=== PROBLEM DESCRIPTION ===
Return all of the lines below exactly as they are.

——————————

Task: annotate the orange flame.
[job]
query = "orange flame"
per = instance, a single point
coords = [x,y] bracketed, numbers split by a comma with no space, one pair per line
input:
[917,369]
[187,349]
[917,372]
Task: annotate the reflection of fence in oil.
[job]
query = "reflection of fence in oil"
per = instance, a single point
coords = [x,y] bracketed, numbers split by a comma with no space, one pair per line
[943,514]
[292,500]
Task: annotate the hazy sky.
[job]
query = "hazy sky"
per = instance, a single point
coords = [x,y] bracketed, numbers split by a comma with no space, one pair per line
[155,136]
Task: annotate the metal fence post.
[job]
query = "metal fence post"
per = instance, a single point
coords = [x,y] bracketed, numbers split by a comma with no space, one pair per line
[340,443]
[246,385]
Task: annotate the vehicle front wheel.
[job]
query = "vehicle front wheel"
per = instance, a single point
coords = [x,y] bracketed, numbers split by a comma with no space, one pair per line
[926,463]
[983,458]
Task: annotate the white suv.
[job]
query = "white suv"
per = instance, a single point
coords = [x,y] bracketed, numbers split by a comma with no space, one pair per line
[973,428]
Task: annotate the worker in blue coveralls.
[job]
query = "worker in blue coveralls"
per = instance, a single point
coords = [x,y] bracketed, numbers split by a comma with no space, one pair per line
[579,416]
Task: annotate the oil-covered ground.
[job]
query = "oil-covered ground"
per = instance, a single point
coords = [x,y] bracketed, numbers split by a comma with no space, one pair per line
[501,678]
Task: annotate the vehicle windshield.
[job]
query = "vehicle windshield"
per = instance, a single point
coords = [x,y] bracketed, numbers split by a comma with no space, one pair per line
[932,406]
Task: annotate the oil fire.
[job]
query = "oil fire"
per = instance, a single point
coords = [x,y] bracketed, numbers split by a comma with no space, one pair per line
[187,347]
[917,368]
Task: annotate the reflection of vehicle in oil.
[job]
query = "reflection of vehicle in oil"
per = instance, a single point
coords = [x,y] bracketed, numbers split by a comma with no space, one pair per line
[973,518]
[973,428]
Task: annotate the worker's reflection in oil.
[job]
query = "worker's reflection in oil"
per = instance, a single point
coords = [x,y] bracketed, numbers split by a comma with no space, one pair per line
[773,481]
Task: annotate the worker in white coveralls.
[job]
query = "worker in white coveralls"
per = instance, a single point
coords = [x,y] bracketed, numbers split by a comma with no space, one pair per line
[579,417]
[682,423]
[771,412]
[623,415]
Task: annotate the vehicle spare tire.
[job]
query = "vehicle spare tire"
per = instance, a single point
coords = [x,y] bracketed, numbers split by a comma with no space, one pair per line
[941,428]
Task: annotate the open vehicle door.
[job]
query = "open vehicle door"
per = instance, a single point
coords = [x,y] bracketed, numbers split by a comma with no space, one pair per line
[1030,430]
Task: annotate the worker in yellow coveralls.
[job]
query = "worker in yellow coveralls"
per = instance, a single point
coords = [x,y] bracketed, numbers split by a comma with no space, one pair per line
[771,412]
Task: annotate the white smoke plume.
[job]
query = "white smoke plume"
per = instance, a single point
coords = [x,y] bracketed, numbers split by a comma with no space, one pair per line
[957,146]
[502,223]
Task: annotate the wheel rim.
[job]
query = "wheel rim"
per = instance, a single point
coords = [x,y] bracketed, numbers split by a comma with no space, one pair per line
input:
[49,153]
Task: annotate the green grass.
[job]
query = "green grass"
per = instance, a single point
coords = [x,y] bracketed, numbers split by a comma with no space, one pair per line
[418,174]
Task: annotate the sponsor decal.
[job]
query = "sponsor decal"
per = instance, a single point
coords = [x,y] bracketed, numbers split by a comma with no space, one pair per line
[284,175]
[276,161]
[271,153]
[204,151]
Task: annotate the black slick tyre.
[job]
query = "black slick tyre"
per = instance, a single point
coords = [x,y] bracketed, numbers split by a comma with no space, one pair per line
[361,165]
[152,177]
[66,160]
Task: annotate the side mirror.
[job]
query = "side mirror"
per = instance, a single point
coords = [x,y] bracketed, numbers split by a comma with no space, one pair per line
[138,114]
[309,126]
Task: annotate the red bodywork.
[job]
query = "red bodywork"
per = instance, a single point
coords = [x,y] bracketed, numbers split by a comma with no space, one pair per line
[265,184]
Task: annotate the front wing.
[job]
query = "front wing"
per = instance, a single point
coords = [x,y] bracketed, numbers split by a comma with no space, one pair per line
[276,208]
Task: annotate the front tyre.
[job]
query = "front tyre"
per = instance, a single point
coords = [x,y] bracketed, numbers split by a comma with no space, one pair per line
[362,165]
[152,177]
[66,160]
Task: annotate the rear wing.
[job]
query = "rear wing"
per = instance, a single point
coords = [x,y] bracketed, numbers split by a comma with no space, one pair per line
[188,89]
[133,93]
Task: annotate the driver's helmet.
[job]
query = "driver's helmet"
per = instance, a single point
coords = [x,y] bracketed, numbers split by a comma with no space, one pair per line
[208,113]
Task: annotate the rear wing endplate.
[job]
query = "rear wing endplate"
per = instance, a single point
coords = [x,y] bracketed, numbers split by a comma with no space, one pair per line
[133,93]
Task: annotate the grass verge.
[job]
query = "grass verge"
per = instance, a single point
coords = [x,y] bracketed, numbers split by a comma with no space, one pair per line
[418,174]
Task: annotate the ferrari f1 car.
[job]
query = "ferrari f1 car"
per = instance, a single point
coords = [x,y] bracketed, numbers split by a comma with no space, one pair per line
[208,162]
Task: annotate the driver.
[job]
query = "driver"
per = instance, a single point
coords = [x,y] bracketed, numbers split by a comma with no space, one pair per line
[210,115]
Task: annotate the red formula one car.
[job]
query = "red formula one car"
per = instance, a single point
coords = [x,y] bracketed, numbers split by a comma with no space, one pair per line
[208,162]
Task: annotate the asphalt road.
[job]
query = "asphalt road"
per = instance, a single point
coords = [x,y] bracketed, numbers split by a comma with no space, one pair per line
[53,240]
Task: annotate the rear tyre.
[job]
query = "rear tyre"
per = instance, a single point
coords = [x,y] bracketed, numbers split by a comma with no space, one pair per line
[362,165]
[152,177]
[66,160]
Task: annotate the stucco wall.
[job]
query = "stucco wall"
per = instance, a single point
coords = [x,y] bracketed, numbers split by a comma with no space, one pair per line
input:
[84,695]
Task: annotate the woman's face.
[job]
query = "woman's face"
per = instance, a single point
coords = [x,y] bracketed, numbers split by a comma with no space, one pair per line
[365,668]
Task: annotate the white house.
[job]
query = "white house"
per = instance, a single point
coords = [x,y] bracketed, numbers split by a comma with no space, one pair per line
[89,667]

——————————

=== RESPONSE ===
Task: annotate the orange flame.
[job]
query = "orange flame"
per = instance, a single point
coords = [x,y] bracketed, numbers split by a comma with no space, one pair per line
input:
[917,369]
[187,349]
[917,372]
Task: annotate the reflection of fence in oil.
[job]
query = "reflection of fence in oil"
per = instance, a single point
coords = [x,y] bracketed, numbers split by a comma with no space, one pair per line
[943,514]
[292,500]
Task: annotate the hazy sky.
[job]
query = "hazy sky"
per = instance, a single point
coords = [x,y] bracketed, numbers split by a comma with no space, one pair per line
[155,136]
Task: annotate the metal fence post.
[job]
query = "metal fence post"
per = instance, a single point
coords = [x,y] bracketed, numbers split by a comma with no space, one pair per line
[340,443]
[246,385]
Task: annotate the vehicle front wheel.
[job]
query = "vehicle front wheel"
per = instance, a single point
coords = [x,y] bracketed, numbers split by a comma with no space, one pair per line
[926,463]
[983,458]
Task: annotate the white suv.
[job]
query = "white suv"
per = instance, a single point
coords = [x,y] bracketed, numbers split by a comma with no space, one pair per line
[973,428]
Task: annotate the worker in blue coveralls.
[job]
query = "worker in blue coveralls"
per = instance, a single point
coords = [x,y] bracketed, numbers split by a comma with no space, one pair per line
[579,416]
Task: annotate the oil-covered ground.
[job]
query = "oil-covered ground"
per = instance, a single point
coords = [x,y] bracketed, numbers split by a comma with no space, one pair per line
[501,678]
Task: annotate the vehicle windshield.
[job]
query = "vehicle windshield"
per = instance, a single point
coords = [x,y] bracketed, numbers split by a comma with no space, one pair per line
[932,406]
Task: annotate the oil fire.
[job]
query = "oil fire"
per = instance, a single point
coords = [x,y] bracketed, numbers split by a comma with no space, one pair per line
[187,347]
[917,368]
Task: annotate the reflection of vehicle in oil.
[job]
query = "reflection of vehicle in oil"
per = instance, a single point
coords = [x,y] bracketed, numbers split by a comma with no space, one pair per line
[973,518]
[973,428]
Task: annotate the worker's reflection in oil.
[job]
query = "worker's reflection in oil"
per = instance, a single point
coords = [x,y] bracketed, numbers split by a comma with no space, one pair per line
[773,481]
Task: annotate the worker in white coveralls.
[job]
query = "worker in white coveralls"
per = instance, a single point
coords = [x,y] bracketed, numbers split by a comma with no space, one pair per line
[579,417]
[682,423]
[771,412]
[623,415]
Task: annotate the vehicle spare tire.
[job]
query = "vehicle spare tire"
per = instance, a single point
coords = [x,y] bracketed, numbers split by a comma with no space, one pair per line
[941,428]
Task: annotate the open vehicle door.
[job]
query = "open vehicle door"
per = instance, a single point
coords = [x,y] bracketed, numbers split by a comma with no space, one pair per line
[1030,430]
Task: annotate the worker in yellow coveralls.
[job]
query = "worker in yellow coveralls"
per = instance, a single point
coords = [x,y] bracketed, numbers split by a comma with no space, one pair per line
[771,412]
Task: annotate the white smoke plume.
[job]
query = "white smoke plume"
per = instance, a single point
coords = [x,y] bracketed, numbers split by a comma with no space, one pair per line
[957,146]
[502,223]
Task: annotate the wheel rim.
[job]
query = "wheel rim"
per = instance, a single point
coords = [x,y] bracketed, numbers split by a comma with no space, one pair per line
input:
[49,153]
Task: annotate the green grass.
[job]
query = "green grass"
per = instance, a single point
coords = [x,y] bracketed, numbers split by a comma with no space, one pair per line
[418,174]
Task: annotate the sponsor decal.
[job]
query = "sponsor decal"
per = instance, a single point
coords = [x,y] bracketed, numbers split by a comma with no space, one pair per line
[284,175]
[276,161]
[271,153]
[204,151]
Task: annotate the black slick tyre.
[job]
query = "black slick tyre"
per = instance, a single point
coords = [x,y] bracketed, numbers split by a comma with no space, one pair per line
[361,165]
[152,177]
[66,160]
Task: annotate the side mirror.
[job]
query = "side mirror"
per = instance, a single point
coords = [x,y] bracketed, numbers split by a comma with no space, one pair per line
[138,114]
[309,126]
Task: annotate the red bodywork.
[job]
query = "red bodywork"
per = instance, a single point
coords = [x,y] bracketed, numbers split by a comma with no space, one pair per line
[265,184]
Task: annotate the front wing.
[job]
query = "front wing"
per = instance, a single point
coords = [x,y] bracketed, numbers split by a comma with no space, one pair per line
[276,208]
Task: annotate the front tyre.
[job]
query = "front tyre"
per = instance, a single point
coords = [x,y] bracketed, numbers split by a comma with no space, one pair per line
[362,165]
[152,177]
[66,160]
Task: annotate the rear wing.
[job]
query = "rear wing"
per = instance, a single point
coords = [x,y] bracketed, numbers split by a comma with no space, one pair per line
[188,89]
[133,93]
Task: annotate the driver's helmet.
[job]
query = "driver's helmet"
per = instance, a single point
coords = [x,y] bracketed, numbers split by a comma with no space, one pair per line
[208,113]
Task: annotate the rear wing endplate.
[job]
query = "rear wing endplate"
per = instance, a single point
coords = [x,y] bracketed, numbers split by a comma with no space, one pair per line
[133,93]
Task: annotate the grass verge.
[job]
query = "grass verge"
per = instance, a single point
coords = [x,y] bracketed, numbers split by a comma with no space, one pair per line
[418,174]
Task: annotate the ferrari f1 car.
[job]
query = "ferrari f1 car"
per = instance, a single point
coords = [x,y] bracketed, numbers split by a comma with no space, one pair per line
[208,162]
Task: annotate the driver.
[job]
query = "driver"
per = instance, a single point
coords = [x,y] bracketed, numbers split by a comma with no space, one pair per line
[210,115]
Task: annotate the red formula one car.
[job]
query = "red formula one car"
per = instance, a single point
coords = [x,y] bracketed, numbers split by a comma with no space, one pair per line
[208,162]
Task: annotate the asphalt road.
[job]
query = "asphalt road"
per = instance, a single point
coords = [x,y] bracketed, numbers split by a comma with no space, one pair per line
[53,240]
Task: annotate the rear tyre.
[job]
query = "rear tyre"
per = instance, a single point
coords = [x,y] bracketed, numbers split by a comma with no space, one pair per line
[362,165]
[152,177]
[66,160]
Task: annotate the stucco wall.
[job]
query = "stucco wall"
per = instance, a single point
coords = [x,y] bracketed, numbers split by a comma with no space, one pair per line
input:
[84,695]
Task: annotate the woman's face.
[job]
query = "woman's face"
per = instance, a single point
coords = [x,y] bracketed, numbers split by a comma with no space, one pair per line
[365,668]
Task: annotate the white house.
[job]
query = "white house"
per = instance, a single point
coords = [x,y] bracketed, numbers split by a comma with no space, one pair per line
[89,667]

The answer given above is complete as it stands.